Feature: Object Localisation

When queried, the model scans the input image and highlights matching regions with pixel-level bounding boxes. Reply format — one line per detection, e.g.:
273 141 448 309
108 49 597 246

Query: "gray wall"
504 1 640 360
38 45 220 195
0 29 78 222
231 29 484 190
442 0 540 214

+ + + +

Could you copy the lines above verbatim, keeping every word and number unchanged?

Feature: Object Localisation

When queried, the model scans the input image and highlights matching regions with pixel-level bounding boxes. Reply format — one line per detection, e.g.:
273 141 448 309
108 49 597 246

Query: "gray wall"
504 1 640 360
38 45 220 195
0 29 78 222
231 29 484 190
442 0 540 214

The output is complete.